:: Exercise inputs

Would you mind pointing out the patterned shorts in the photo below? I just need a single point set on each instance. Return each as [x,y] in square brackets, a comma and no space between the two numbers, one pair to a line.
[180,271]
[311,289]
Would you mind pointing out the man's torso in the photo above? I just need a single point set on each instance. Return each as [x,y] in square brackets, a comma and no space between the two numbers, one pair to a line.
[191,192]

::::

## Task details
Reproduce all of the rows above verbatim, keeping each line intact and in its original order.

## Exercise output
Would you mind pointing out the patterned shorts in the photo below? I just need a single point set on each instance. Return each as [x,y] in square brackets, a comma and no space between the two numbers, one pair to a line.
[180,271]
[311,289]
Would you mind pointing out the man's torso in the photo above? I just need a single point set on each instance. Return each as [x,y] in square brackets, a comma and no space between the two numbers, one pair to a line.
[191,192]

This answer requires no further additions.